> Assignment
Reproduce all the entries precisely.

Natural language region descriptions

[Start of Attachment]

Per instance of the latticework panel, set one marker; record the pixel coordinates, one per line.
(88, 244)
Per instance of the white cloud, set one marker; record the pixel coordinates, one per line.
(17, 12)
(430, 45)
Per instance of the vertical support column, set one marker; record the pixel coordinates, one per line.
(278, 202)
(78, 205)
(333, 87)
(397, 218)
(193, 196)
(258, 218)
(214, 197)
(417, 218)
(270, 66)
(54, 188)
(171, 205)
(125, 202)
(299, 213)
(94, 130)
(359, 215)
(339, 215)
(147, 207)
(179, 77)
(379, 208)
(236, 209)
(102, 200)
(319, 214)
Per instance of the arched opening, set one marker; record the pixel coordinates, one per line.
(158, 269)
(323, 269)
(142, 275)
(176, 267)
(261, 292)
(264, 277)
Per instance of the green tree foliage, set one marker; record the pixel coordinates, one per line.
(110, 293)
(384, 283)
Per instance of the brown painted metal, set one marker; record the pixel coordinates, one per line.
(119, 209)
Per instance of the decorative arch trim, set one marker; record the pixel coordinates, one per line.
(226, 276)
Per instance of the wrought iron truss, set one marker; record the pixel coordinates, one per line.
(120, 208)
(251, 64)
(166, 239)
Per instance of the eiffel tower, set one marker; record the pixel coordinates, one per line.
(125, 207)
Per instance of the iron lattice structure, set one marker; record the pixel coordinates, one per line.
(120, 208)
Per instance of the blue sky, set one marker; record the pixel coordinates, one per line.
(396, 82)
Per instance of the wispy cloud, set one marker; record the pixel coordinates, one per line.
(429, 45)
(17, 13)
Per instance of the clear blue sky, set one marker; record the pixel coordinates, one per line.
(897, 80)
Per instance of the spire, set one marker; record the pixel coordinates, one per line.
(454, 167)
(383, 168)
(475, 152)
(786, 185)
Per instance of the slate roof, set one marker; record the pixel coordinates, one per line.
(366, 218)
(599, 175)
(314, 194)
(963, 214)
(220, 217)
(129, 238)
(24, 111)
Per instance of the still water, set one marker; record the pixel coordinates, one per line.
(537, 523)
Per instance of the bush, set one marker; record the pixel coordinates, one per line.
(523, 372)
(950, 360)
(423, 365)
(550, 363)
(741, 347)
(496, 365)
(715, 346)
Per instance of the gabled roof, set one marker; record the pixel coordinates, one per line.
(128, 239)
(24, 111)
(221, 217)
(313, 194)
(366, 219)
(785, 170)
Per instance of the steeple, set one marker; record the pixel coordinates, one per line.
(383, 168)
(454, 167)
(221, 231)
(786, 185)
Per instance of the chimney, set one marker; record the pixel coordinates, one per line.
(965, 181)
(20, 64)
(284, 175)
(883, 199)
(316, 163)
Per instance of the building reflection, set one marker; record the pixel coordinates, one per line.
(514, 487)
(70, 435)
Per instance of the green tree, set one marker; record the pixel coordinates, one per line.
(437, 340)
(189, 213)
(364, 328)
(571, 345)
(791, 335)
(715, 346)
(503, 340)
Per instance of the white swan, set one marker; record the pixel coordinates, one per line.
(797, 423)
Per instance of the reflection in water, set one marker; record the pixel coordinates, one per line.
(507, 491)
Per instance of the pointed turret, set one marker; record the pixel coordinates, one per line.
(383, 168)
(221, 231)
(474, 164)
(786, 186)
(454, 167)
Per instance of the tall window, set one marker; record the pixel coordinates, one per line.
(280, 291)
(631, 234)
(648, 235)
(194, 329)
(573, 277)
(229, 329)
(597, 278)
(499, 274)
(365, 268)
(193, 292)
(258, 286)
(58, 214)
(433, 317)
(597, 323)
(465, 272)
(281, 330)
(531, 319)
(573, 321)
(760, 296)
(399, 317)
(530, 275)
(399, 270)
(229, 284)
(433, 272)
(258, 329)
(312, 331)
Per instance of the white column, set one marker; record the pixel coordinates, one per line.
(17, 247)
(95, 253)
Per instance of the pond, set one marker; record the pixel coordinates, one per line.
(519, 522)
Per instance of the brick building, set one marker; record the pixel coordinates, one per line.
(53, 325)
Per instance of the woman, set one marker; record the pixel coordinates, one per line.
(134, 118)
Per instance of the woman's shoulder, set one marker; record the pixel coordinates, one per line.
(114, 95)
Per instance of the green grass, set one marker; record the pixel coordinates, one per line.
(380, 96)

[End of Attachment]

> Finished task
Per instance of the latticework panel, set one marker; record the pixel coordinates, one per line.
(88, 244)
Per instance of the white cloud, set one marker; record the pixel coordinates, one per line.
(17, 12)
(430, 45)
Per instance of the vertical support column, set one marker; record the pixel coordinates, one per line.
(278, 202)
(78, 205)
(333, 87)
(397, 218)
(193, 196)
(258, 218)
(214, 197)
(417, 218)
(270, 66)
(54, 188)
(171, 205)
(125, 202)
(299, 213)
(94, 130)
(359, 215)
(339, 215)
(147, 207)
(179, 77)
(379, 208)
(236, 209)
(102, 200)
(319, 214)
Per instance of the arched opening, set one marker; record the pixel coordinates, one per line.
(158, 269)
(323, 269)
(142, 275)
(176, 267)
(261, 292)
(264, 277)
Per instance of the green tree foliage, set one marker; record the pixel coordinates, one per line.
(110, 293)
(384, 283)
Per instance of the brown painted metal, set one marker; record the pixel coordinates, one per line.
(119, 209)
Per instance of the decorative arch trim, set one marker; record the pixel coordinates, one per line.
(226, 276)
Per instance of the wrought iron truss, set one marker; record the pixel coordinates, one per line.
(120, 208)
(251, 64)
(166, 239)
Per instance of the eiffel tower, set one marker; record the pixel coordinates, one per line.
(125, 207)
Per instance of the iron lattice structure, set one marker; record the pixel coordinates, one per line.
(120, 208)
Per instance of the blue sky, set one marker; record the pixel coordinates, one per line.
(396, 82)
Per instance of the wispy cloud, set one marker; record the pixel coordinates, one per line.
(429, 45)
(17, 13)
Per instance of the clear blue sky, set one marker; record the pixel coordinates, one per line.
(897, 80)
Per instance of the spire, set one marker; record the pixel coordinates, one per line.
(454, 167)
(383, 168)
(475, 152)
(786, 185)
Per instance of the slate roof, set one marker; record the pixel coordinates, one per line.
(366, 218)
(599, 175)
(314, 194)
(963, 214)
(220, 217)
(129, 238)
(24, 111)
Per instance of the still water, set one marker; record the pixel coordinates, one per line.
(537, 523)
Per instance of the bush, set one marker; record the pixel coordinates, one per line.
(523, 372)
(950, 360)
(423, 365)
(550, 363)
(741, 347)
(496, 365)
(715, 346)
Per instance of the gabled roof, set one marker; record the pixel coordinates, one per line.
(128, 239)
(24, 111)
(221, 217)
(313, 194)
(366, 219)
(785, 170)
Per instance of the steeple, set one marker; record the pixel coordinates, one per line.
(383, 168)
(454, 167)
(221, 231)
(786, 185)
Per instance of the chimney, set one marker; record the pixel coordinates, one per line.
(965, 181)
(20, 64)
(284, 175)
(883, 199)
(316, 163)
Per instance of the building reflection, set one marker; record the pixel coordinates, one per line.
(514, 487)
(70, 435)
Per instance of the green tree, set one marker; record the pixel coordinates, one per line.
(437, 340)
(189, 213)
(364, 328)
(571, 345)
(791, 335)
(715, 346)
(503, 340)
Per instance of the white swan, set one marker; record the pixel coordinates, one per line.
(797, 423)
Per instance of the reflection in water, set one marker; record the pixel coordinates, one per line.
(507, 491)
Per instance of the pointed turret, set one marker; record the pixel coordinates, one per line.
(383, 168)
(221, 231)
(474, 164)
(786, 186)
(454, 167)
Per instance of the tall window, set one marker; record the pixel coordinates, one per line.
(280, 291)
(631, 234)
(648, 235)
(194, 329)
(573, 277)
(229, 329)
(597, 278)
(499, 274)
(365, 268)
(193, 292)
(258, 286)
(58, 214)
(433, 317)
(597, 323)
(465, 272)
(281, 330)
(531, 319)
(573, 321)
(760, 296)
(399, 317)
(530, 275)
(399, 270)
(229, 284)
(433, 272)
(258, 329)
(312, 331)
Per instance of the white column, set one marker; record the pixel coordinates, one per line.
(17, 247)
(95, 253)
Per instance of the pond, set one marker; record the pixel coordinates, one per line.
(519, 522)
Per instance of the brick building, set one marker; record the pixel coordinates, one per line.
(53, 325)
Per instance of the woman, set one marker; record the pixel coordinates, one per line.
(134, 118)
Per instance of the woman's shoulder, set one marker; record the pixel coordinates, one per line.
(114, 95)
Per instance of the green grass, set one marker; record the pixel coordinates, one per line.
(380, 96)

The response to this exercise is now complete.